読む抜粋 —
法定相続分での相続登記後に遺産分割協議をした場合における登記申請の方法

家事|相続登記|遺産分割の遡及効|遺産分割協議

目次

  1. 質問
  2. 回答
  3. 解説
  4. 関連事例集
  5. 参照条文

質問:

父親から相続した土地について、法定相続分に従って共有登記をしましたが、後日その土地を私の単独名義で登記したいと思います。どうすればよいでしょうか。

まず,私の家族構成についてですが,私の父親と母親は離婚しており,兄と妹が一人ずついます。私の父親は田舎に土地を持っていたのですが(田舎の土地で,価値はほとんどないと思います。),昭和52年に父親が亡くなってから,兄妹間で話合いを行うことなく,急場しのぎで,父親から法定相続分に従って名義変更をし,そのまま放置してしまっていました。ただ,その土地は,私達家族が生まれ育った土地で,このまま放置したままにするのも忍びなく,兄妹に相談したところ,兄妹は私の単独名義にして管理してくれて良いと言ってくれました。

その土地を私の単独名義にするにはどうすれば良いのでしょうか。

表示内容 —
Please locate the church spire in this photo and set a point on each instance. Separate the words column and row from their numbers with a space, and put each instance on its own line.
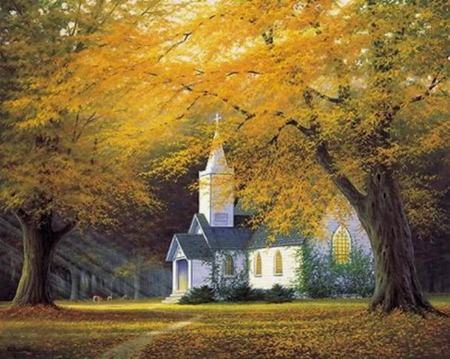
column 216, row 189
column 217, row 162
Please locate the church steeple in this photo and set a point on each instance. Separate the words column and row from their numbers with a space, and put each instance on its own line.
column 217, row 162
column 216, row 191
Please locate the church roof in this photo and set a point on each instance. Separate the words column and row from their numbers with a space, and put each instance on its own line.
column 202, row 239
column 194, row 246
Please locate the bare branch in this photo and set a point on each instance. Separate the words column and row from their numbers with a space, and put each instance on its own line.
column 434, row 83
column 186, row 36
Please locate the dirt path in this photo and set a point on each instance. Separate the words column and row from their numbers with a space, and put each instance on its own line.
column 133, row 348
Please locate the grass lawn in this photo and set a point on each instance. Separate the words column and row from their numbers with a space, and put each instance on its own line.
column 302, row 329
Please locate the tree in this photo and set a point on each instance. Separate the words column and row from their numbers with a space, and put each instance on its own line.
column 325, row 103
column 62, row 164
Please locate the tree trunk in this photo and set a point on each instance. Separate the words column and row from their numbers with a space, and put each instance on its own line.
column 38, row 250
column 39, row 243
column 383, row 217
column 75, row 284
column 137, row 278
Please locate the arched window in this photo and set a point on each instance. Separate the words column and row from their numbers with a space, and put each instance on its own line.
column 278, row 265
column 341, row 245
column 258, row 265
column 229, row 265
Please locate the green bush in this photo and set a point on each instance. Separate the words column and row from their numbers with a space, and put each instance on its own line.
column 199, row 295
column 241, row 293
column 280, row 294
column 322, row 277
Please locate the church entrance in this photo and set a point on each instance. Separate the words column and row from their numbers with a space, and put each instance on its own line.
column 182, row 273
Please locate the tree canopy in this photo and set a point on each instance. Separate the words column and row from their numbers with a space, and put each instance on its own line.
column 364, row 81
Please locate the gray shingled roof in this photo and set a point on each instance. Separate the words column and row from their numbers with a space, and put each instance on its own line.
column 194, row 246
column 197, row 246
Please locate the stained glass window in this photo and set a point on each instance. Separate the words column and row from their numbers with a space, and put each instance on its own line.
column 258, row 265
column 229, row 265
column 341, row 245
column 278, row 263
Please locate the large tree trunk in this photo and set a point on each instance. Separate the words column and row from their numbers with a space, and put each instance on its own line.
column 38, row 250
column 381, row 212
column 383, row 217
column 39, row 243
column 75, row 284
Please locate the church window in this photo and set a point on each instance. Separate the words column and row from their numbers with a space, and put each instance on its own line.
column 220, row 219
column 229, row 265
column 258, row 265
column 278, row 265
column 341, row 245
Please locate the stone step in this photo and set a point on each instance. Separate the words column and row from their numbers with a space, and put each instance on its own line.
column 173, row 298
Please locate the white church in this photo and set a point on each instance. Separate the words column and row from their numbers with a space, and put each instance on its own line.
column 218, row 238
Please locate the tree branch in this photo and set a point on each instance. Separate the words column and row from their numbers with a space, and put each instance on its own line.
column 435, row 82
column 342, row 182
column 324, row 159
column 57, row 235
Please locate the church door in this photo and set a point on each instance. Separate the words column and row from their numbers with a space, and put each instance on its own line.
column 182, row 273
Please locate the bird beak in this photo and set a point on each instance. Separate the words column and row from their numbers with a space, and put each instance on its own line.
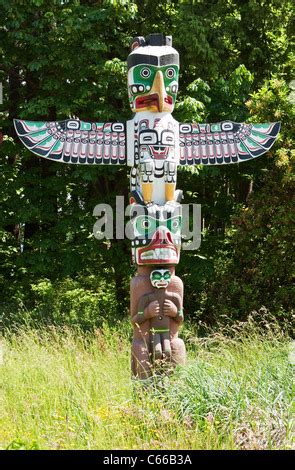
column 159, row 88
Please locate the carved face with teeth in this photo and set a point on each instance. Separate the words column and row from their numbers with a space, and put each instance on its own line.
column 157, row 235
column 157, row 142
column 153, row 69
column 160, row 278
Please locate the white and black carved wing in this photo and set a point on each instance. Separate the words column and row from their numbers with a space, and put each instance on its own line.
column 225, row 142
column 74, row 141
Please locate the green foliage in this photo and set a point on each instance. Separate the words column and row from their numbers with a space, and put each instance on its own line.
column 65, row 390
column 62, row 59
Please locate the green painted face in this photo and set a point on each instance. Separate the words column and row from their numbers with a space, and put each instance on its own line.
column 146, row 225
column 160, row 278
column 153, row 88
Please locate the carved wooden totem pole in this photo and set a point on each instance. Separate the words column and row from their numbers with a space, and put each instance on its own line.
column 153, row 144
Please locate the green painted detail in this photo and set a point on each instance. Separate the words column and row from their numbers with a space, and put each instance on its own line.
column 143, row 76
column 160, row 330
column 258, row 134
column 35, row 123
column 146, row 225
column 215, row 127
column 42, row 133
column 85, row 126
column 261, row 126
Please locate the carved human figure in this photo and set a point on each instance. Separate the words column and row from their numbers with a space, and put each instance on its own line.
column 156, row 314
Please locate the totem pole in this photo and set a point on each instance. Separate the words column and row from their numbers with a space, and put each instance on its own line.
column 153, row 144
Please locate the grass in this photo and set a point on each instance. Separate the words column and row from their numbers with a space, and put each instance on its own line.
column 61, row 389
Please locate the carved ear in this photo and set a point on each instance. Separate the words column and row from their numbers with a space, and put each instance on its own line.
column 137, row 42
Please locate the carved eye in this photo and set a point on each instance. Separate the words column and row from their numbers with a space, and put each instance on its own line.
column 170, row 73
column 156, row 275
column 145, row 73
column 146, row 224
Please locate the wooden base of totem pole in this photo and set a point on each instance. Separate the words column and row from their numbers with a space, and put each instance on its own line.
column 156, row 315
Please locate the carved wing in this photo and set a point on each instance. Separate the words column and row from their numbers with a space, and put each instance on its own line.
column 74, row 141
column 225, row 142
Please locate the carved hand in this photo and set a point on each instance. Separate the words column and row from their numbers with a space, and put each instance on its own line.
column 169, row 308
column 152, row 310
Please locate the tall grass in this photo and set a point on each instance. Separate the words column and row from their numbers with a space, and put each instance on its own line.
column 62, row 389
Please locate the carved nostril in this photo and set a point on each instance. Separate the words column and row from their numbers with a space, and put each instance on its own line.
column 169, row 237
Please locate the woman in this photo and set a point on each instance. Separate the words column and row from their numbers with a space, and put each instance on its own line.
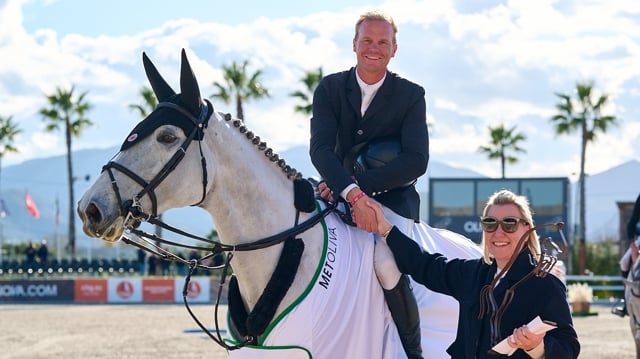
column 506, row 218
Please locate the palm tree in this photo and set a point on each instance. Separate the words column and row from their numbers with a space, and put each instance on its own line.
column 239, row 86
column 310, row 81
column 583, row 115
column 148, row 104
column 503, row 140
column 68, row 110
column 8, row 131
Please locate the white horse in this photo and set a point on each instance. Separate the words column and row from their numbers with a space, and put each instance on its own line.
column 313, row 295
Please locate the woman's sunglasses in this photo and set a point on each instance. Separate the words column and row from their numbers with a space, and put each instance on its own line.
column 508, row 224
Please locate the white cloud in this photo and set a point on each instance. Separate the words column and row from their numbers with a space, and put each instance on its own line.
column 480, row 65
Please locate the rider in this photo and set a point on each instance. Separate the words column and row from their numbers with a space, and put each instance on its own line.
column 357, row 107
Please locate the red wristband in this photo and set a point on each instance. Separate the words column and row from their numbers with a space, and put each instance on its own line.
column 357, row 198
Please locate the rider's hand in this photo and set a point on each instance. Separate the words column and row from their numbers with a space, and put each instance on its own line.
column 383, row 224
column 325, row 192
column 363, row 215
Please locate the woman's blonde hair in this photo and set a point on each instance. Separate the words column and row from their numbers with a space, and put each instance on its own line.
column 503, row 197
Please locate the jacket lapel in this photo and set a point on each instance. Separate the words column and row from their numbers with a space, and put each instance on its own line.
column 381, row 99
column 353, row 93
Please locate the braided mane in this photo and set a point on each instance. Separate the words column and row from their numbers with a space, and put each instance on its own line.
column 289, row 171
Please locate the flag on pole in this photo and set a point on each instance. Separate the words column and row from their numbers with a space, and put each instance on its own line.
column 3, row 209
column 31, row 205
column 57, row 219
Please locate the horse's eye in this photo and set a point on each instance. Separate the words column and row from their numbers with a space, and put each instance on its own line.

課題の内容 —
相続登記についての抜粋を読んで、次の問いにそれぞれ一行で答えてください。
(a) 質問者の父親が亡くなったのは何年ですか。
(b) 兄妹は質問者に、その土地をどうしてよいと言いましたか。
(c) 冒頭に並ぶ語のうち、「遺産分割」で始まるものを二つ挙げてください。

解答 —
(a) 昭和52年
(b) 質問者の単独名義にして管理してよいと言った。
(c) 遺産分割の遡及効、遺産分割協議